**Stated task**.
Continue the biographical article on the composer Walter Hekster, starting immediately after its final line.

**Text extract**.
Walter Hekster (29 March 1937 – 31 December 2012) was a Dutch composer, clarinetist and conductor of classical music, specializing in contemporary classical music.

Biography
Hekster graduated from the Amsterdam Academy of Music in 1961 studying composition with Ton de Leeuw and clarinet with Bram de Wilde. Upon his graduation he studied clarinet with Keith Wilson and composition with Mel Powell at Yale University, where he received a Master of Music in 1963. In 1966 he studied with Roger Sessions in Tanglewood.

In the meantime he performed as a clarinetist in the Netherlands Wind Ensemble and the Connecticut Symphony Orchestra.

In 1965 he accepted an appointment for professor of clarinet and composition at Brandon University in Manitoba, which he held until 1971. There he started conducting the Brandon Chamber Orchestra.

In 1971 he studied sonology at the University of Utrecht. He then taught at the music conservatories of Enschede, Arnhem, and Groningen until 1990. With the Rosetti Woodwind Quintet, Quartetto di Fiati, Ensemble '80, and the Circle Ensemble, he performed throughout Europe and the United States.

Walter Hekster was an extremely productive composer, creating music for a wide range of orchestra and chamber music settings. The Dutch not-for-profit publishing house Donemus published 134 of his works.

Hekster was married from 1962 to the US-born and Yale-educated bassoon player Alice Hekster-van Leuvan. The couple had two children, Ben Hekster and Suzy Hekster.

Selected works
 The Fog, Chamber Opera in one act (1987); libretto by Lewis Turco
 Derivations for piano (1972)
 Diverties for flute, clarinet, horn, bassoon and piano (1970)
 Occurrence for viola solo (1969)
 Parts of a World for viola and orchestra (1976)
 Pentagram for flute, oboe, clarinet, horn and bassoon (1971)

**Items**.

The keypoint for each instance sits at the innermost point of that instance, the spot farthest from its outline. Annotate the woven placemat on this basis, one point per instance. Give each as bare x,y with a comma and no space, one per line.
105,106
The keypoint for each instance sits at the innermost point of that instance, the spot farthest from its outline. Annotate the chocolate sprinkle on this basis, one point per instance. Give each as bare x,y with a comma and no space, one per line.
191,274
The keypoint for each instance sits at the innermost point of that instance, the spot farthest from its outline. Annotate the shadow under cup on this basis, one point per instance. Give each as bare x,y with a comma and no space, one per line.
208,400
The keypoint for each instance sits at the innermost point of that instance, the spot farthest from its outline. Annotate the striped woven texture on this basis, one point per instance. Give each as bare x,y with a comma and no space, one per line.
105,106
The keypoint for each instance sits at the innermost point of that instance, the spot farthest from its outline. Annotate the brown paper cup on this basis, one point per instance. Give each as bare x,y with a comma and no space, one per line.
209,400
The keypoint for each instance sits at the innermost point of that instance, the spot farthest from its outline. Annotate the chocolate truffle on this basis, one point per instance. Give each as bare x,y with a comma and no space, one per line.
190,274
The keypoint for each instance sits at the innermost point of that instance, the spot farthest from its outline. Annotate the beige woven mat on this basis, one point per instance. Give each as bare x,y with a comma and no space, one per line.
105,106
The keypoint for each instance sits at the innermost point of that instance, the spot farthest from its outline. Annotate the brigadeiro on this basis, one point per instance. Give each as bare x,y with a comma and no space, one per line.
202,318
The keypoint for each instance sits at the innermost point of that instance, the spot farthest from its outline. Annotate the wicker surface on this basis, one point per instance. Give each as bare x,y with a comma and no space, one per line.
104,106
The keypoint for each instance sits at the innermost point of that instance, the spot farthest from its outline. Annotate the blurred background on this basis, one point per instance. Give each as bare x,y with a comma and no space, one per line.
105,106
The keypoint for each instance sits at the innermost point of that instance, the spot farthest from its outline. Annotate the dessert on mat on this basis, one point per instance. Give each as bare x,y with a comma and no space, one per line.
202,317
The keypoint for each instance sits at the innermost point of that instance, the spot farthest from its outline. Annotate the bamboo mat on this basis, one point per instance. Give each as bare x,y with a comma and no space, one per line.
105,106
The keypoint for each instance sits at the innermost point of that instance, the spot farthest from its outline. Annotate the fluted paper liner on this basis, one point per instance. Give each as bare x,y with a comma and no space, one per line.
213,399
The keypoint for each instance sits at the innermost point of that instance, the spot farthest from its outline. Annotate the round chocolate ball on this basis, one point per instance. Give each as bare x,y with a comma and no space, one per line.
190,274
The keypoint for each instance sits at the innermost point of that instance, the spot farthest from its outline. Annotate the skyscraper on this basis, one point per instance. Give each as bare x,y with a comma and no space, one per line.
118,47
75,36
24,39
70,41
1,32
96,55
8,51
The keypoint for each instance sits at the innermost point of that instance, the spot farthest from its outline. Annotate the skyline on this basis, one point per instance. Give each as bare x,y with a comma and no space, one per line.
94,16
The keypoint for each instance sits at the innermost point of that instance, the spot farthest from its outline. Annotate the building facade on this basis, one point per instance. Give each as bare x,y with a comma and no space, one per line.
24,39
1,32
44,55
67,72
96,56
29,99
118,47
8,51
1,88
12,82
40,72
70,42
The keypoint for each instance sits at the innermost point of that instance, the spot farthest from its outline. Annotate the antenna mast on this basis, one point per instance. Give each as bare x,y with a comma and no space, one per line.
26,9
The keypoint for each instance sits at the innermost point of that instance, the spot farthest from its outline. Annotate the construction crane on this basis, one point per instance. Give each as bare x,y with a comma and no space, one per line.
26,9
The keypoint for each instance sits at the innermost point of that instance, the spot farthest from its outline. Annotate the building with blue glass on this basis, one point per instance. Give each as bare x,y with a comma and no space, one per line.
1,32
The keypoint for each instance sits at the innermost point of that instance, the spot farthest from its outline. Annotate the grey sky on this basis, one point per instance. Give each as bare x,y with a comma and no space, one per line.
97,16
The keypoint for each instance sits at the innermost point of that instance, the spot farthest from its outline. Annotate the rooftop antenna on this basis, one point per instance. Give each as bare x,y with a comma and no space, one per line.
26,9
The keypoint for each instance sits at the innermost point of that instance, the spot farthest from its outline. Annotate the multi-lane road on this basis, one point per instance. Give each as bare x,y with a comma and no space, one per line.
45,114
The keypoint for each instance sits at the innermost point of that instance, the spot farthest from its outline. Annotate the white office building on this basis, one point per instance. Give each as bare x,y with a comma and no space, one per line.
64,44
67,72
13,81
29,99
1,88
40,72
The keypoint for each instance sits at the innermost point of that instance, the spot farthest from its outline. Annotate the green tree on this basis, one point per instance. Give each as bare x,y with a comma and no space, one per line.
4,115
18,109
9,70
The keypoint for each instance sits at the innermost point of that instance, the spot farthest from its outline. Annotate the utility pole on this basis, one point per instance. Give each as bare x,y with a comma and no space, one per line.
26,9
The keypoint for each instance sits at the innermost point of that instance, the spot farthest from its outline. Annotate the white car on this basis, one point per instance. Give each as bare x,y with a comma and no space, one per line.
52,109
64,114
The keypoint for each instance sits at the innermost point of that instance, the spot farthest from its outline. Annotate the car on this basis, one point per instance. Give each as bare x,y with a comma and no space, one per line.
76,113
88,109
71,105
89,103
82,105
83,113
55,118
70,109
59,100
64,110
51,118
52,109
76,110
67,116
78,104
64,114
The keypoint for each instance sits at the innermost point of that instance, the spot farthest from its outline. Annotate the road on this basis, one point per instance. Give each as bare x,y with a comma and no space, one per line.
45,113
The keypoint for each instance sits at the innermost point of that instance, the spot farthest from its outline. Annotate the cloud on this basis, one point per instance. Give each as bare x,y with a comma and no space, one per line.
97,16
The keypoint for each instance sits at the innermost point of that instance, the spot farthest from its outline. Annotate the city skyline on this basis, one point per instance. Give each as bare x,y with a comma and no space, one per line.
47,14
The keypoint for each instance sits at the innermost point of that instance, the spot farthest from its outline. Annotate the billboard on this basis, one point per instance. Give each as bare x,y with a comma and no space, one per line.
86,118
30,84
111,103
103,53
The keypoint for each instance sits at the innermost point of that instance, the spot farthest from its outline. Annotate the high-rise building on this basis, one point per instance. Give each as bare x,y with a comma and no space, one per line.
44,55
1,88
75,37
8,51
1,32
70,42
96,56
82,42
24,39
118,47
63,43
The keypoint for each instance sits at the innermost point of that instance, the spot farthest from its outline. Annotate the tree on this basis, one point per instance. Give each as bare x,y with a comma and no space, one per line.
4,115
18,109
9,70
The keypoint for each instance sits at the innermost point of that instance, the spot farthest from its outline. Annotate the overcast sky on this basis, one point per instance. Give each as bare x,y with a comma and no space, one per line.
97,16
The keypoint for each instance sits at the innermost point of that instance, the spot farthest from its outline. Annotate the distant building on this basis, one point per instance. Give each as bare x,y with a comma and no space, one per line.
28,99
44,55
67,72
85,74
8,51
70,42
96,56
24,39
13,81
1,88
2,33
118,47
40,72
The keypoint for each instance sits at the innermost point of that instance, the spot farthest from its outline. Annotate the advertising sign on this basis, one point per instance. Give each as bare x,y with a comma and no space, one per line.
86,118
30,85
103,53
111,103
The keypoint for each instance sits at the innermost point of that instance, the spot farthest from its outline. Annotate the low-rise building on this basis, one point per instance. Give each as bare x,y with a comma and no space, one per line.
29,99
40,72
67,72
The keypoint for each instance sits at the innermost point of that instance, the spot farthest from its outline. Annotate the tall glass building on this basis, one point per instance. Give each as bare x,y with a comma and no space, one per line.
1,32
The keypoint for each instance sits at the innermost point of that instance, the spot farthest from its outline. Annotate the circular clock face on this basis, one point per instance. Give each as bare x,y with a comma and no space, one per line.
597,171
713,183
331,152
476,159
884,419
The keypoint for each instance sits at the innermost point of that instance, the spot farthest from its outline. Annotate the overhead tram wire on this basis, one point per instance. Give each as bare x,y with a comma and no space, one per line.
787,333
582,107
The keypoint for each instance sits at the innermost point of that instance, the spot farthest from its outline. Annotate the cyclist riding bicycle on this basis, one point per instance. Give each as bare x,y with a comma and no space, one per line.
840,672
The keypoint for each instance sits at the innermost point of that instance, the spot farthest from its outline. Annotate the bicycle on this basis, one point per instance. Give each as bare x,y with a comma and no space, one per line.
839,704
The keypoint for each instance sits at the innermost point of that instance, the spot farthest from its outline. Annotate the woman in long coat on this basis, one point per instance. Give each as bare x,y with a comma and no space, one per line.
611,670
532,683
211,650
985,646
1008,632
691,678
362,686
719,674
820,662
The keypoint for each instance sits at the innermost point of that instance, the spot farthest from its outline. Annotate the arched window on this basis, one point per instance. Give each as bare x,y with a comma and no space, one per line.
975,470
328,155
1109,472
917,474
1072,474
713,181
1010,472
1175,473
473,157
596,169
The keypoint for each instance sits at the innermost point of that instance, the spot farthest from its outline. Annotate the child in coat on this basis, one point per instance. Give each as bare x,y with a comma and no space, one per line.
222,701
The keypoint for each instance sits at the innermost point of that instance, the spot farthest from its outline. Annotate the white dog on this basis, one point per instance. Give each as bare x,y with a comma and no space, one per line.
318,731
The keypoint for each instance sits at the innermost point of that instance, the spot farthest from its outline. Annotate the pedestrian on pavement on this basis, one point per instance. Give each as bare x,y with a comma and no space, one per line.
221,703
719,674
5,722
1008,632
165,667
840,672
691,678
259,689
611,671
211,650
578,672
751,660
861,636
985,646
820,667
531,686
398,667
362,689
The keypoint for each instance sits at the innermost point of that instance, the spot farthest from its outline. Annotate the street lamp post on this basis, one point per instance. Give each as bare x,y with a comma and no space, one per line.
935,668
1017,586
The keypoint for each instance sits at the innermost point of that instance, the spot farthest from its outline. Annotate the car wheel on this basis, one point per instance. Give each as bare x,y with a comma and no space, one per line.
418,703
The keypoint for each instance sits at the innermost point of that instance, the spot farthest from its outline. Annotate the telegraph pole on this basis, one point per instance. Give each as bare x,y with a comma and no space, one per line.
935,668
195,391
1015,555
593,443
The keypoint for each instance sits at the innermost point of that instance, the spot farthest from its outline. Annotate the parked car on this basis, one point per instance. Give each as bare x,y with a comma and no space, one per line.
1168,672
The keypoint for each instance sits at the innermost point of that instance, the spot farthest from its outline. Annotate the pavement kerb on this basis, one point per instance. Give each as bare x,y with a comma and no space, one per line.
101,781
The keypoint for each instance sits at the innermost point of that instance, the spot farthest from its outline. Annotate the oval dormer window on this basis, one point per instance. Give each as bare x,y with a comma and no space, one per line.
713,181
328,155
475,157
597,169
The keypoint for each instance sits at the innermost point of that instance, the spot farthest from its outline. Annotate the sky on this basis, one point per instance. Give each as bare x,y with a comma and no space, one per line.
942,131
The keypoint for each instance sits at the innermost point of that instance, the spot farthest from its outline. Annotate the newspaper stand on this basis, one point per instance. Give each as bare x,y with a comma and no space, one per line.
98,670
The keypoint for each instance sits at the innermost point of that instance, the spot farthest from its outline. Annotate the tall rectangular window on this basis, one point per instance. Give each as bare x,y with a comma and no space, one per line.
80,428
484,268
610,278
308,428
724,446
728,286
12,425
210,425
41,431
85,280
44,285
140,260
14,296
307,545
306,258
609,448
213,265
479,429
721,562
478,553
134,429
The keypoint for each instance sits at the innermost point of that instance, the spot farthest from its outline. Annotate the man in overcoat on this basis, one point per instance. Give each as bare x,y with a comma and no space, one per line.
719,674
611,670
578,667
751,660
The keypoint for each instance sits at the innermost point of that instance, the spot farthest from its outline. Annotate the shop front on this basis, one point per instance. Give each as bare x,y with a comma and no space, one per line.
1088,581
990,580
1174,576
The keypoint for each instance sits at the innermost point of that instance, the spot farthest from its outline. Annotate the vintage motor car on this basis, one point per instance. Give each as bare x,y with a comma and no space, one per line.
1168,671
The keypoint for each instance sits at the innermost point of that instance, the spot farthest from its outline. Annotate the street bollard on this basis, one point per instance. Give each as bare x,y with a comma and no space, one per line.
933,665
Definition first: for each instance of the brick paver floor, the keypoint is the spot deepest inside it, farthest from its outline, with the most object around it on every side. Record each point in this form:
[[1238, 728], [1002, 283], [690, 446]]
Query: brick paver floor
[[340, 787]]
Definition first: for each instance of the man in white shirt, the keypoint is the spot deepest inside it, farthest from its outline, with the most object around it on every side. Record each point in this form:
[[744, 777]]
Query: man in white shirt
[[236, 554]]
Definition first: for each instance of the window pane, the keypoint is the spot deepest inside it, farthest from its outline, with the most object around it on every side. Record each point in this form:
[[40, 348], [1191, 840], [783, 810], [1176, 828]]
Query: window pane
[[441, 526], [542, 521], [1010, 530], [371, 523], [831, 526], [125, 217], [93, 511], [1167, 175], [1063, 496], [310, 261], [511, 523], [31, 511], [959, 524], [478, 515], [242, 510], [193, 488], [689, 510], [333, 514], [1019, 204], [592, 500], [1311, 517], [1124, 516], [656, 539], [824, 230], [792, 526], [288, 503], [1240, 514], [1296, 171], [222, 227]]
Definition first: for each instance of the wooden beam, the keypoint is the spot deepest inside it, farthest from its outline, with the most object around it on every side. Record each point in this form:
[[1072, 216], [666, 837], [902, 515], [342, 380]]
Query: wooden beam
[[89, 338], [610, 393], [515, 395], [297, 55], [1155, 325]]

**Final answer**.
 Piano Sonata (1966)
 Studies in Spatial Notation (1972)
 Towards Dawn for viola and piano (2001)
 Trio for clarinet, viola and piano (1990)
 Windows for double bass solo (1971)

Discography

Albums 
 Summer's End (Emergo, 2002)

Collections with other composers 
 Piano Sonata on Bart Berman, piano (Golf, 1978)
 Songs of the Japanese on Conservatory of Twente (Cemtac, 1988)
 Eclipse on Ereprijs Ensemble (Klimop, 1989)
 Harmonologue on Dirk Luijmes (Haast, 2003)

References
Double Reed review of 'Summers End: Chamber Music by Walter Hekster' CD Emergo Classics EC-3900-2, accessed 7 February 2010
Sprung, David, review of 'Pentagram for Woodwind Quintet' by Walter Hekster in Notes, Second Series, Vol. 29, No. 3 (Mar., 1973), pp. 550–551, Music Library Association .

External links
 Composer's website
 Walter Hekster page at Donemus Publishing
 Walter Hekster obituary at Genootschap Nederlandse Componisten

1937 births
2012 deaths
Dutch male classical composers
Dutch classical composers
Dutch clarinetists
Dutch conductors (music)
Male conductors (music)
20th-century classical composers
Musicians from Amsterdam
Conservatorium van Amsterdam alumni
Pupils of Roger Sessions
20th-century conductors (music)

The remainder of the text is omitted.